[START OF DOCUMENT SECTION]

Next week ministers from around the world gather in Vienna to set international drug policy for the next decade. Like first-world-war generals, many will claim that all that is needed is more of the same. In fact the war on drugs has been a disaster, creating failed states in the developing world even as addiction has flourished in the rich world. By any sensible measure, this 100-year struggle has been illiberal, murderous and pointless. That is why The Economist continues to believe that the least bad policy is to legalise drugs.
“Least bad” does not mean good. Legalisation, though clearly better for producer countries, would bring (different) risks to consumer countries. As we outline below, many vulnerable drug-takers would suffer. But in our view, more would gain.
After pointing out the evidence of the Drug War’s failure to achieve “A drug free world by 2008″ as the UN’s general assembly crowed in 1998, The Economist points out:
This is not for want of effort. The United States alone spends some $40 billion each year on trying to eliminate the supply of drugs. It arrests 1.5m of its citizens each year for drug offences, locking up half a million of them; tougher drug laws are the main reason why one in five black American men spend some time behind bars. In the developing world blood is being shed at an astonishing rate. In Mexico more than 800 policemen and soldiers have been killed since December 2006 (and the annual overall death toll is running at over 6,000). This week yet another leader of a troubled drug-ridden country—Guinea Bissau—was assassinated.

[END OF DOCUMENT SECTION]

• **TASKS**:
a: Which lines of the listing below contain the word "tonneau"? Pull out each of those lines in full.
b: Carry on the drug-policy article above, starting right after its final sentence.

[START OF EXERCISE INPUTS]

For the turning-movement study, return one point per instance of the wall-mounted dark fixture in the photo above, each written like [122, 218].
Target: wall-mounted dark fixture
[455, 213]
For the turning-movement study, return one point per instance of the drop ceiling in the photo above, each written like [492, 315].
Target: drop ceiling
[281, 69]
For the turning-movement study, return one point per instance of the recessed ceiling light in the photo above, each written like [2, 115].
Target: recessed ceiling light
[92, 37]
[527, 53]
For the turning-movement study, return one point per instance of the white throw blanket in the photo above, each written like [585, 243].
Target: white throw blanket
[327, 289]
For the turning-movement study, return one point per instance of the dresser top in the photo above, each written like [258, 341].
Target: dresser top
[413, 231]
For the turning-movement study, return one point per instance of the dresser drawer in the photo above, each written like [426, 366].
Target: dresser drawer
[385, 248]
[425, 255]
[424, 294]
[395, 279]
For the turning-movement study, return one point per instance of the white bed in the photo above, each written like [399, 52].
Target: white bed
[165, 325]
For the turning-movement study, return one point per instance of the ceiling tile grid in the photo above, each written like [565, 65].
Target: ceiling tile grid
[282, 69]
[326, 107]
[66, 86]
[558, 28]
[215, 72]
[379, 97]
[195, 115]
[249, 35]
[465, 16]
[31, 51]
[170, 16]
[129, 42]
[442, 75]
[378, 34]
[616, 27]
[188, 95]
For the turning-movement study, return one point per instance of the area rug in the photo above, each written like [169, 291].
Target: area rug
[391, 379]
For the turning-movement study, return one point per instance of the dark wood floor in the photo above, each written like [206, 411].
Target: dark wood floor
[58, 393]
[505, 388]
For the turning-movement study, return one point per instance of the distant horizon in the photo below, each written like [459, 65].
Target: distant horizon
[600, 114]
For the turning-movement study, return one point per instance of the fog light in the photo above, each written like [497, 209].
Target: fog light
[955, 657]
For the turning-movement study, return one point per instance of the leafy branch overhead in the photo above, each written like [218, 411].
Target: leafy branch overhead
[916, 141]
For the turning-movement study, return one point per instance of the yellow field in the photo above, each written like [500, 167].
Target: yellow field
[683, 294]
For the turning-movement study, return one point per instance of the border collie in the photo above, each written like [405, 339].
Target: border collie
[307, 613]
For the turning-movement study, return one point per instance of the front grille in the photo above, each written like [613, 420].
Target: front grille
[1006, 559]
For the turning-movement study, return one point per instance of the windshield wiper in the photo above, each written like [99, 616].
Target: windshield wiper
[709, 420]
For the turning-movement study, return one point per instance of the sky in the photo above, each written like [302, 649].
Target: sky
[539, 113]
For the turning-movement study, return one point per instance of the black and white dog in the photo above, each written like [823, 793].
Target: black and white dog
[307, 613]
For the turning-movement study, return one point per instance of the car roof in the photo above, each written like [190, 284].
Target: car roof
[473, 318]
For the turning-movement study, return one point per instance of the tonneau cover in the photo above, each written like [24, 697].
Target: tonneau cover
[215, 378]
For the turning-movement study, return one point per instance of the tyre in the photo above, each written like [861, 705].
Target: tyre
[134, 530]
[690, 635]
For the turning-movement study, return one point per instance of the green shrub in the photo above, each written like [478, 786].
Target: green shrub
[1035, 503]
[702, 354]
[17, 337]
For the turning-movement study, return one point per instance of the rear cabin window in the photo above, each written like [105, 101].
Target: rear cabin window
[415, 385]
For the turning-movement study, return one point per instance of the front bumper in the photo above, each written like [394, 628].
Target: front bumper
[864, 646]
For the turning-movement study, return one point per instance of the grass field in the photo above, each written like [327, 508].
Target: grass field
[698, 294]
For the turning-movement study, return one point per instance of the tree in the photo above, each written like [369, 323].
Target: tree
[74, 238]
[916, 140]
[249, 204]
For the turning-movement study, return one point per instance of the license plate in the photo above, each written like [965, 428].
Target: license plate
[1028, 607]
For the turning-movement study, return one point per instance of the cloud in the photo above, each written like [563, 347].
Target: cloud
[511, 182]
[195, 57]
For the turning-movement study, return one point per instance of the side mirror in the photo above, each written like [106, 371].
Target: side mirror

[END OF EXERCISE INPUTS]

• **ANSWERS IN ORDER**:
a:
For the turning-movement study, return one point per instance of the tonneau cover in the photo above, each written like [24, 697].
Target: tonneau cover

b:
The Economist then explains how legalization won’t be a tough sell at all in the producer countries, but it is faced with major political hurdles in the consumer countries:
That fear is based in large part on the presumption that more people would take drugs under a legal regime. That presumption may be wrong. There is no correlation between the harshness of drug laws and the incidence of drug-taking: citizens living under tough regimes (notably America but also Britain) take more drugs, not fewer. Embarrassed drug warriors blame this on alleged cultural differences, but even in fairly similar countries tough rules make little difference to the number of addicts: harsh Sweden and more liberal Norway have precisely the same addiction rates. Legalisation might reduce both supply (pushers by definition push) and demand (part of that dangerous thrill would go). Nobody knows for certain. But it is hard to argue that sales of any product that is made cheaper, safer and more widely available would fall. Any honest proponent of legalisation would be wise to assume that drug-taking as a whole would rise.
Here at NORML we promote the legalization of cannabis. Other drugs should require other measures that take into account the addictiveness and socially destructive capabilities of those drugs. I personally don’t believe those measures should include locking up addicts — prison is a lousy rehab — but I also don’t think a regulatory scheme that treats marijuana similar to alcohol would be appropriate for, say, cocaine, meth, or heroin.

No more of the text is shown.